==== Entries provided ====
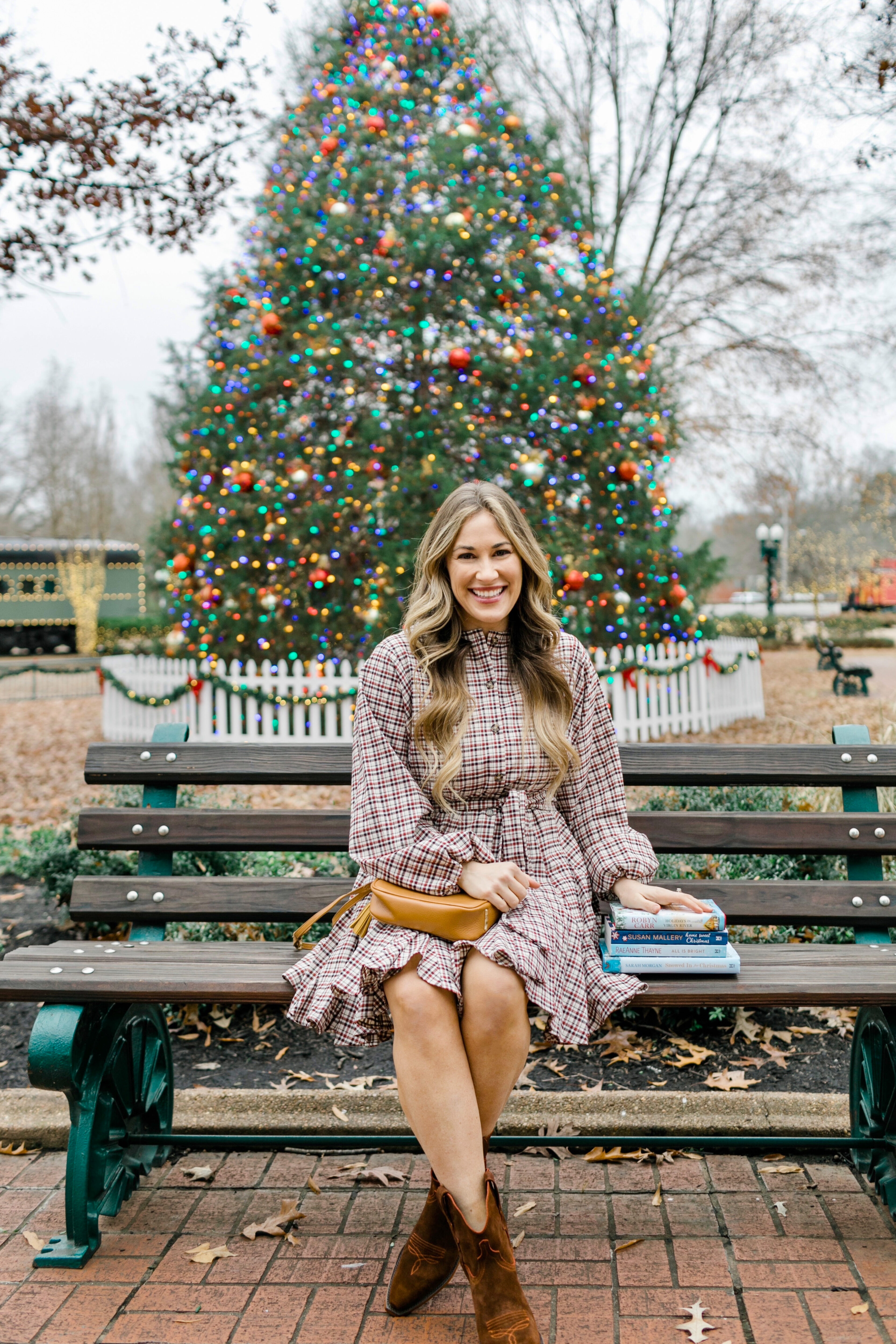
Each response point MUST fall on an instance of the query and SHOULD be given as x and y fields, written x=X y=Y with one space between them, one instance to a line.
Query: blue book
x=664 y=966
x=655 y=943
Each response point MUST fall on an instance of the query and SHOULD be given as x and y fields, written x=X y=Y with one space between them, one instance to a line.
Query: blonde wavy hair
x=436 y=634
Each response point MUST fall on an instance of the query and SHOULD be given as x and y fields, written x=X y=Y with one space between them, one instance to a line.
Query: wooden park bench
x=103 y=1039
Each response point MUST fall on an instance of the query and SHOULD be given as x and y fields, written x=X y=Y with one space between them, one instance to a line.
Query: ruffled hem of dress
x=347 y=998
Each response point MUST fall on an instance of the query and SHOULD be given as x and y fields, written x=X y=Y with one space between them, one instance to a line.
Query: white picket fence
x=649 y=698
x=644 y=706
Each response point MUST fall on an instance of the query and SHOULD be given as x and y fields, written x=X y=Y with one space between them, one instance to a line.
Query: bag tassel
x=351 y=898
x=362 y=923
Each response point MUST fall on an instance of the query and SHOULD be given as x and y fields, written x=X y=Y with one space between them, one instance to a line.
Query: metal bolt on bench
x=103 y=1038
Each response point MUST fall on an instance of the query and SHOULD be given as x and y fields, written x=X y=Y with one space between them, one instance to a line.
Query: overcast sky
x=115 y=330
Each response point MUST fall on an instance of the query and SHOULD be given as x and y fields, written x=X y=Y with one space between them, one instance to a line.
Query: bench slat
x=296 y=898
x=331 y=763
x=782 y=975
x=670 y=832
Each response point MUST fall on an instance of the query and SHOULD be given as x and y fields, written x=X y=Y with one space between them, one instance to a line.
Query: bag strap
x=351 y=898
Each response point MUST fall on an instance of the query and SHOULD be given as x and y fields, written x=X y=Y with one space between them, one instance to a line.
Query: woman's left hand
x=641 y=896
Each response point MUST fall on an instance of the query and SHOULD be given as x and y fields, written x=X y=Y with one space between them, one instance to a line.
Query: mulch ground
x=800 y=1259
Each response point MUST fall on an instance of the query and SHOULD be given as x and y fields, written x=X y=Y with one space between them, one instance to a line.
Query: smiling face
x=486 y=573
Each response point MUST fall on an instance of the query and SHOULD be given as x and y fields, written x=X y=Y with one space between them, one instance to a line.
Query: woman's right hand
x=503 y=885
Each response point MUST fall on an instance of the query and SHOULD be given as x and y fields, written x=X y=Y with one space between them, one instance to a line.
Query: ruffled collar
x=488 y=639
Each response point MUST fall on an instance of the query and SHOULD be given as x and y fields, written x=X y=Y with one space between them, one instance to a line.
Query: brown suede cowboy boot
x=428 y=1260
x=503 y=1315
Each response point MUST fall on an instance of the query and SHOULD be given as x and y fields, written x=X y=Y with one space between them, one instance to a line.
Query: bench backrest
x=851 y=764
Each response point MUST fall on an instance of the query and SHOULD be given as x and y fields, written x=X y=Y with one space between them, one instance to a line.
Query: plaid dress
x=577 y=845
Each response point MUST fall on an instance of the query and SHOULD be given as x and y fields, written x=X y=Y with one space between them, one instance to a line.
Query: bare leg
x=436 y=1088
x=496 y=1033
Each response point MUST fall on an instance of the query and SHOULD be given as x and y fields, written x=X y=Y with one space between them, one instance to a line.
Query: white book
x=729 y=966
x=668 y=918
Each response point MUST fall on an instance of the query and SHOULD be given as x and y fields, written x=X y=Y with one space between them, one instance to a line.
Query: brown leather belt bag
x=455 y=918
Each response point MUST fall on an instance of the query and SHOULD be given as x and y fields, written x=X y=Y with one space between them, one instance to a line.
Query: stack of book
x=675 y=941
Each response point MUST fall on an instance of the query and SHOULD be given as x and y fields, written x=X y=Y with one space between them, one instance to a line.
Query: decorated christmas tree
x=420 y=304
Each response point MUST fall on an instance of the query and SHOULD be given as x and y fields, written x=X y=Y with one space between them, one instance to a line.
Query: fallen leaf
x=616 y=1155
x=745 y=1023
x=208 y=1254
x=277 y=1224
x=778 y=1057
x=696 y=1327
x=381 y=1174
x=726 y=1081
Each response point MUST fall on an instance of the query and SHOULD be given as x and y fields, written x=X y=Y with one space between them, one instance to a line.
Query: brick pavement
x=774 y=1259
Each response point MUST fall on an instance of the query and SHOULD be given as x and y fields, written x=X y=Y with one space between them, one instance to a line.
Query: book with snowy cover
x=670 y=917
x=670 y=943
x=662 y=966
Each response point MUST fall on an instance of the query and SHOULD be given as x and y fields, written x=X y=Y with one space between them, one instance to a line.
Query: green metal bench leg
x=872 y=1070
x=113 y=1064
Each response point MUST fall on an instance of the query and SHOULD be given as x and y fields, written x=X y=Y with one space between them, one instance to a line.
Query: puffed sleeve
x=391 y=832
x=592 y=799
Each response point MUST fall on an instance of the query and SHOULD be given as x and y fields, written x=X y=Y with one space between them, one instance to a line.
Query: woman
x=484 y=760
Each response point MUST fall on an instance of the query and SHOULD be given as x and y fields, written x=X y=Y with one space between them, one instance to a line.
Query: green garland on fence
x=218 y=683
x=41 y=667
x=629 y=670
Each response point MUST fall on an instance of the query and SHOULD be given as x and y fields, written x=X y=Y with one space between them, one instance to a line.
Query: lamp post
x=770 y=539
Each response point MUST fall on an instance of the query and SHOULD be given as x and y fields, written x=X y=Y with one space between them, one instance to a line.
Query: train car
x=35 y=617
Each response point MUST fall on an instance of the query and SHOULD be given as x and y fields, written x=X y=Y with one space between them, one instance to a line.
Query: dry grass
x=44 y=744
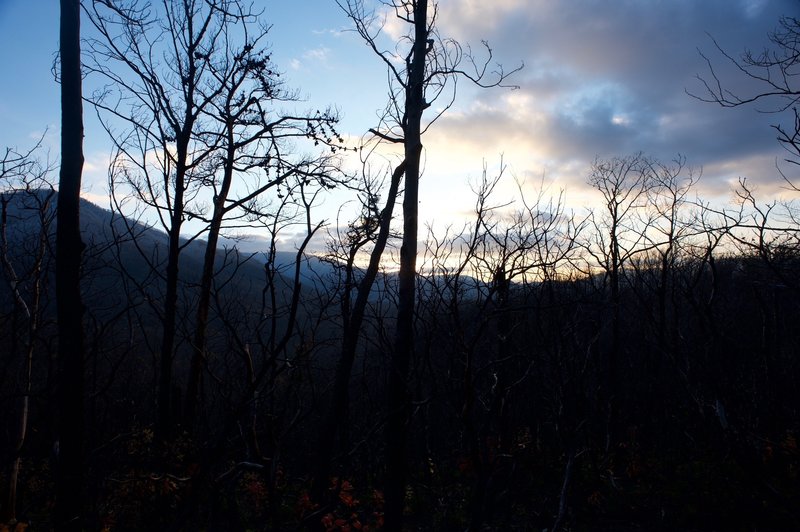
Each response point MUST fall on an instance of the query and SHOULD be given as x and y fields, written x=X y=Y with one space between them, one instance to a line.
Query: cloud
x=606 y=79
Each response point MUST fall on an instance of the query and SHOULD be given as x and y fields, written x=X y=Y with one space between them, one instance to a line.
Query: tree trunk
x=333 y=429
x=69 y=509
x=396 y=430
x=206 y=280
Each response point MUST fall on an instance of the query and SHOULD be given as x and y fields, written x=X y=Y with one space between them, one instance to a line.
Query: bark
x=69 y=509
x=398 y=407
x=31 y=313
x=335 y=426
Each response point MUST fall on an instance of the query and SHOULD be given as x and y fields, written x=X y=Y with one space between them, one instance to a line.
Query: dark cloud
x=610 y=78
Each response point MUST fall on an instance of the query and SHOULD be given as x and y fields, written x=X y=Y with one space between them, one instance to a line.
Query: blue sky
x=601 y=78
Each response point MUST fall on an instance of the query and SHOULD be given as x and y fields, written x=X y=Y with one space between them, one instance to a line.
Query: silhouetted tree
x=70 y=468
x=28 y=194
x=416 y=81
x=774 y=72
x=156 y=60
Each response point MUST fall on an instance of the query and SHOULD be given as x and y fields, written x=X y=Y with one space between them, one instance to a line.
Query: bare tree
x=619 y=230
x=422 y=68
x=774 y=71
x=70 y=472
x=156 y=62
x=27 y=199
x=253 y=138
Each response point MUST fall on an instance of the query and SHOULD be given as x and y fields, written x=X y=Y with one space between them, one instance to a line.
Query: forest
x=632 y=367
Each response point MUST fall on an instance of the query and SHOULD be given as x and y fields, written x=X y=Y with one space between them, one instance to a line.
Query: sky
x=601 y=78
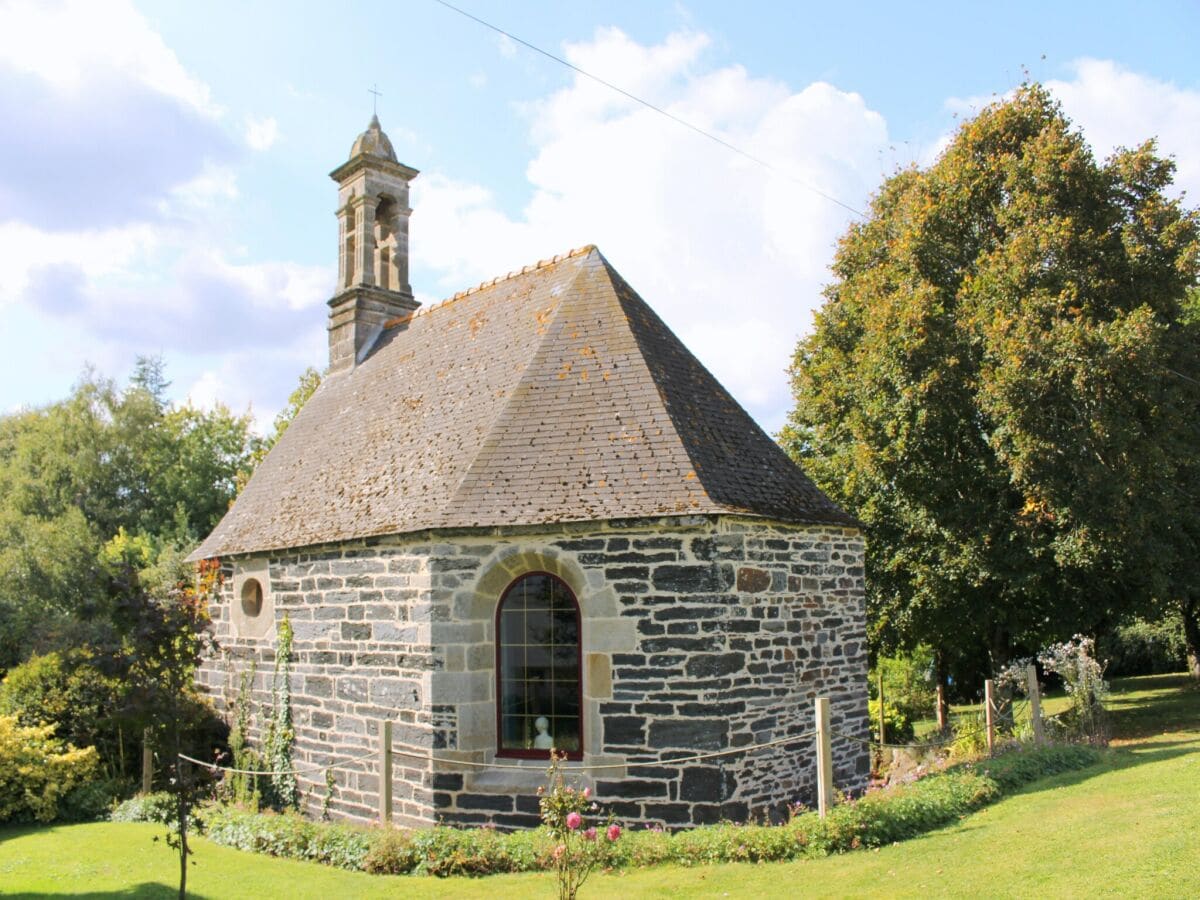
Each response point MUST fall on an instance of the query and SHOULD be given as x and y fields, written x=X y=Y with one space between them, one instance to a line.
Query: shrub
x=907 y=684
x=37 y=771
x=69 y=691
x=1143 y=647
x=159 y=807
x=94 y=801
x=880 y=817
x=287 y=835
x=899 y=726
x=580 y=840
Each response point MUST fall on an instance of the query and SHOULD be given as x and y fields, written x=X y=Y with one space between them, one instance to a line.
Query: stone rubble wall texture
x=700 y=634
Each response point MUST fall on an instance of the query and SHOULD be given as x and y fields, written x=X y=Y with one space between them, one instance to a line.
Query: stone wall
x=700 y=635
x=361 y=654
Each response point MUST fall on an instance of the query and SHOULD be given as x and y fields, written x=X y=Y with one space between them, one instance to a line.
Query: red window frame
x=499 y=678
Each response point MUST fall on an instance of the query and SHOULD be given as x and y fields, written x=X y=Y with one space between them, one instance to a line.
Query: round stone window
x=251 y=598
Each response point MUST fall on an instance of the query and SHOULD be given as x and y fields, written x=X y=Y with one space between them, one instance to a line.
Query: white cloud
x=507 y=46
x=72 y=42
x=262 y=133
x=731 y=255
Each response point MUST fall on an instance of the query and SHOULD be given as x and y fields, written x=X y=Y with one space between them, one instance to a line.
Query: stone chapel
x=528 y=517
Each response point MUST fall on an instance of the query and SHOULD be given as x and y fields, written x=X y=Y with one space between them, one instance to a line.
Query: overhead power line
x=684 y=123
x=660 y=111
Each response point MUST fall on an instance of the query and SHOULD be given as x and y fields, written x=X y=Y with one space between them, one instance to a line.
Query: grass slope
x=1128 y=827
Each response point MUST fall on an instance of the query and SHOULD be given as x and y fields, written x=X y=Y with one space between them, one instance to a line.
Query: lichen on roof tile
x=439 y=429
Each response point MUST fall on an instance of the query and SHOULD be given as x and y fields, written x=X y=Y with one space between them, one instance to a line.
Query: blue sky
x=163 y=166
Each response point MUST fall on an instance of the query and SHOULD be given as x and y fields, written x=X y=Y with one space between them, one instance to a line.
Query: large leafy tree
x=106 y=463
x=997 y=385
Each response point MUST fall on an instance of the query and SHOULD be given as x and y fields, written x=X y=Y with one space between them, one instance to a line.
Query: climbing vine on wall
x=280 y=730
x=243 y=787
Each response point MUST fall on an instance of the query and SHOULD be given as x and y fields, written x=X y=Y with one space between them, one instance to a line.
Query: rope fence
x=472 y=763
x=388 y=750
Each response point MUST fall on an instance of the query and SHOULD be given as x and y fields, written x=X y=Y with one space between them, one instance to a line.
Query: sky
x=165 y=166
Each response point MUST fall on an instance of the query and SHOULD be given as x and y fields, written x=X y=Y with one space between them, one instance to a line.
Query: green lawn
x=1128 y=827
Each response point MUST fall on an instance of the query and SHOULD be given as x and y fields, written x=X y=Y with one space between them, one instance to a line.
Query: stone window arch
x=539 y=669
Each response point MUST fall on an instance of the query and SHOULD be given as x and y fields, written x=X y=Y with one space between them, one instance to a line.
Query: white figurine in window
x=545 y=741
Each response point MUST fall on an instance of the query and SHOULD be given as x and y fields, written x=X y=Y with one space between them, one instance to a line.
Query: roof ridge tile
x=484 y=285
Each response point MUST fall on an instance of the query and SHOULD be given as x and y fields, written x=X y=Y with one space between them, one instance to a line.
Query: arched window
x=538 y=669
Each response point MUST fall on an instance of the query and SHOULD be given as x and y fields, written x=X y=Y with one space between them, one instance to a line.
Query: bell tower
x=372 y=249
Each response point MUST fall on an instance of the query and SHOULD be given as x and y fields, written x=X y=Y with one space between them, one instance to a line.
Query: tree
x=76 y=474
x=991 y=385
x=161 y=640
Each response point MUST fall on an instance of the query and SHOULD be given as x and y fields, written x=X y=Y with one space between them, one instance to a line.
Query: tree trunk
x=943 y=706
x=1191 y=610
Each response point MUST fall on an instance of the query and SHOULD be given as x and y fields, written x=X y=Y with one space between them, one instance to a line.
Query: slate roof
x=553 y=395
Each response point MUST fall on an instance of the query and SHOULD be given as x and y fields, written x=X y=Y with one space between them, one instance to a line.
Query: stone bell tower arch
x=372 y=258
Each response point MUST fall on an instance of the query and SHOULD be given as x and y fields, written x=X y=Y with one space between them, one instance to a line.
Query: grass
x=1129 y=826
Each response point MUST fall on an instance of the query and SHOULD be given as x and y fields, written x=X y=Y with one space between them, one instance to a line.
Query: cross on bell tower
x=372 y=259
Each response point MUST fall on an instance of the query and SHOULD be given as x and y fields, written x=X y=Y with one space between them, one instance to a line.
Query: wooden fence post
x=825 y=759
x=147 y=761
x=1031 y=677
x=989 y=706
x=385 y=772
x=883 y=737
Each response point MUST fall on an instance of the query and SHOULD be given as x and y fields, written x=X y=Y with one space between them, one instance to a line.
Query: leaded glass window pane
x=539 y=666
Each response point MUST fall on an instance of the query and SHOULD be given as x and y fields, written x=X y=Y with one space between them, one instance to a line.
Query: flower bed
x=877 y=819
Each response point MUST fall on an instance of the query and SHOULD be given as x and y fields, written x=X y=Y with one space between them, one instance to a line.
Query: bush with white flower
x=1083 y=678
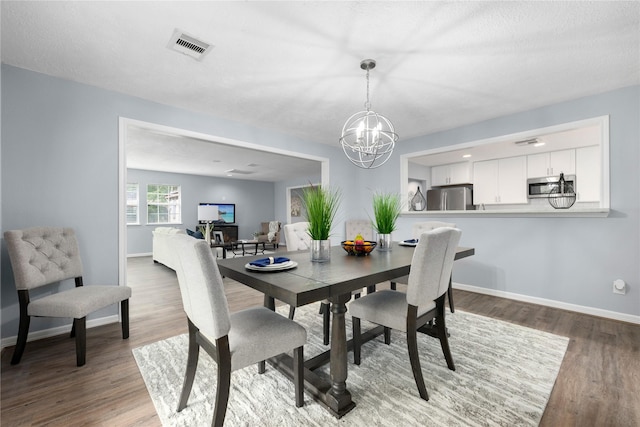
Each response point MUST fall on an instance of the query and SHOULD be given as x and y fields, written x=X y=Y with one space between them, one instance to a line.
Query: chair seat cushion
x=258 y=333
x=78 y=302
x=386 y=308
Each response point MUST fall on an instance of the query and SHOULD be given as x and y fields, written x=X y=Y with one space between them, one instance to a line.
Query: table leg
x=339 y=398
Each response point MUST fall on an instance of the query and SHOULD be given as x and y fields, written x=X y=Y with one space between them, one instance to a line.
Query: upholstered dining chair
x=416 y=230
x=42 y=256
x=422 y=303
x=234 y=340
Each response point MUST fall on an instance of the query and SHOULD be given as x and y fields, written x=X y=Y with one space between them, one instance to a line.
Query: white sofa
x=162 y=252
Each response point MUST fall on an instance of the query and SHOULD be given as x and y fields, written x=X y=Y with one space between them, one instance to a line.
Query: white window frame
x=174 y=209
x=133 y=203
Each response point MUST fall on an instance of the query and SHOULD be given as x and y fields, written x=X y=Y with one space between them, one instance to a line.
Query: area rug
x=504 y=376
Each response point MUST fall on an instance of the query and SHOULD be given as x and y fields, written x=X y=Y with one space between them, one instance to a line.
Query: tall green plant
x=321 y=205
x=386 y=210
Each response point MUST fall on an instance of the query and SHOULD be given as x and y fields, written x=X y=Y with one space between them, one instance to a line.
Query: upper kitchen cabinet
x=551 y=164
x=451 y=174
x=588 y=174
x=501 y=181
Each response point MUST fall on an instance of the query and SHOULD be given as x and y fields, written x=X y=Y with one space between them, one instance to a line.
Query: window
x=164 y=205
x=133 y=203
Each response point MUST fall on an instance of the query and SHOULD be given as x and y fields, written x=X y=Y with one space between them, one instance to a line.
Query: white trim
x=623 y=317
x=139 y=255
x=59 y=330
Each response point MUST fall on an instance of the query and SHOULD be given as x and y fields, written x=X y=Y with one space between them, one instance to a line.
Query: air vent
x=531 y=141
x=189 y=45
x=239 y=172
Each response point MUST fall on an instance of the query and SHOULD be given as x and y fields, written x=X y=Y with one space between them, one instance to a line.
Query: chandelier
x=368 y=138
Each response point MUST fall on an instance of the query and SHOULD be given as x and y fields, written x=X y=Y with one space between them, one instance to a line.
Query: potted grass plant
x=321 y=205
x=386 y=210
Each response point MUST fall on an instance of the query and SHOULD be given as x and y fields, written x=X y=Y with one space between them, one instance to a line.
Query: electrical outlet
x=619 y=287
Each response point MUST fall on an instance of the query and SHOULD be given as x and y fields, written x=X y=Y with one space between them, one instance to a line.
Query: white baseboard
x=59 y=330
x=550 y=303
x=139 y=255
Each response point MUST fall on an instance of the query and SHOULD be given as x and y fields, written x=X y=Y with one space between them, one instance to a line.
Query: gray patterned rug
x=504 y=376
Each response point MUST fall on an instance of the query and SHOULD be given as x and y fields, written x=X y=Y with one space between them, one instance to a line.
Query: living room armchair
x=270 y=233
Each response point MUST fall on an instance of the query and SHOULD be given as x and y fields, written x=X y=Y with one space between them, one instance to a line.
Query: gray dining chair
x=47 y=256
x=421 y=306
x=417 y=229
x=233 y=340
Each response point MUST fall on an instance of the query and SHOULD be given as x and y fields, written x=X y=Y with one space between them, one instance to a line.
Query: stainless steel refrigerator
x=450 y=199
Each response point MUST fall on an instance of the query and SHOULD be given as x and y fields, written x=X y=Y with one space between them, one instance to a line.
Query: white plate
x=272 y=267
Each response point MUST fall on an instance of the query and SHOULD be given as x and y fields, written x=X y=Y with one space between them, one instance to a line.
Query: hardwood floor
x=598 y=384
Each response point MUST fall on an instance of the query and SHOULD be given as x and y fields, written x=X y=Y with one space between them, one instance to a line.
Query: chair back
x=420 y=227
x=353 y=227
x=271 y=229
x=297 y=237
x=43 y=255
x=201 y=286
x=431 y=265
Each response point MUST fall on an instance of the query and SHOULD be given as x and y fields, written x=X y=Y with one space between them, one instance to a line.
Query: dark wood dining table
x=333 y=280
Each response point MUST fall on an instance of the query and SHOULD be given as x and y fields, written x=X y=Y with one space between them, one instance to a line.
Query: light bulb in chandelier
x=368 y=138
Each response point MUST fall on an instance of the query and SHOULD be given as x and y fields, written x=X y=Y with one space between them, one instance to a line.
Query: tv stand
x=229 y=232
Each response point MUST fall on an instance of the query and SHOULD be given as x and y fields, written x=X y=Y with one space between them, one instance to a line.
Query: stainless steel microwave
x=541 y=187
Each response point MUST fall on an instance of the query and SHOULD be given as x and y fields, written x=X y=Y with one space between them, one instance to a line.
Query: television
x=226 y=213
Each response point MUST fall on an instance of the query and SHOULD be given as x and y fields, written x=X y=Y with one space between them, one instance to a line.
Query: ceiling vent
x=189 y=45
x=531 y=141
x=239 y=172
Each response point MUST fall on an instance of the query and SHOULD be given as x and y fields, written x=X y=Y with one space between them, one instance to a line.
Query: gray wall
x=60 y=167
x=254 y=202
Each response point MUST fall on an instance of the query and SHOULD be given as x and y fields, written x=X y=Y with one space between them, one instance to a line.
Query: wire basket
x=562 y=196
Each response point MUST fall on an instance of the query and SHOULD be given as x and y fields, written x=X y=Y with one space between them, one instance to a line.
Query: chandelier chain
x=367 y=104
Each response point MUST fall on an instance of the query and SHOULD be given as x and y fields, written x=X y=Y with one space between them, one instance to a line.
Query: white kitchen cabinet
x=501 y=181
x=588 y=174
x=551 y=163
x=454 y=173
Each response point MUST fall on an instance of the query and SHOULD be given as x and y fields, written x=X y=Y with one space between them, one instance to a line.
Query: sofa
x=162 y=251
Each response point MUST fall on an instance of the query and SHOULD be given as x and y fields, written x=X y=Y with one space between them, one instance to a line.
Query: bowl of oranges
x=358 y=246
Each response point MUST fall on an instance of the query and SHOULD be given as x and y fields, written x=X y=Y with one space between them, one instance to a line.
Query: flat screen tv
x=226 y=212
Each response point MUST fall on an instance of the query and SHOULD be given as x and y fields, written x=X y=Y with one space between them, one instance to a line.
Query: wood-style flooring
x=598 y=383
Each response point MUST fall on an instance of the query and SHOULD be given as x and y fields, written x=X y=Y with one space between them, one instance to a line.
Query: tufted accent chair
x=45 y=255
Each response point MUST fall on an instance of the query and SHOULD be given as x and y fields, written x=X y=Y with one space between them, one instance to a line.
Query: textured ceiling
====
Reproduce the records from their start through the line containing "x=436 y=634", inclusive, keeping the requests as they are and multiplying every coordinate in the answers by 1.35, rounded to whole numbers with halves going up. Return only those lines, leaving out the pictures.

Each response point MUST fall on an instance of the query and SHOULD be given as x and y fields, written x=X y=Y with one space between them, one instance to a line.
Query: blue book
x=896 y=1304
x=884 y=1273
Each response point MUST fall on an instance of the query and SHOULD be given as x and y fields, written x=X y=Y with one space between them, one instance to a line.
Query: blonde wavy hair
x=589 y=856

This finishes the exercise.